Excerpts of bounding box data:
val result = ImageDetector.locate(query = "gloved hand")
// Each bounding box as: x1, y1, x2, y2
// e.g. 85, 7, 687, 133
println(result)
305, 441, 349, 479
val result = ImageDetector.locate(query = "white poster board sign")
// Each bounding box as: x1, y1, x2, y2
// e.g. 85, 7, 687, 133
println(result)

■ **What the task asks**: Can you rename "result" to "boxes" everywhere it occurs in the records and give the lines back with nothing else changed?

■ **Output for this task**:
val boxes = ImageDetector.locate(query = "gloved hand")
// Each bounding box as: x1, y1, x2, y2
// e.g. 85, 7, 687, 133
println(boxes)
305, 441, 349, 479
val boxes = ImageDetector.locate(query = "white poster board sign")
// Each bounding box as: x1, y1, x2, y2
// e.g. 85, 7, 687, 133
println(boxes)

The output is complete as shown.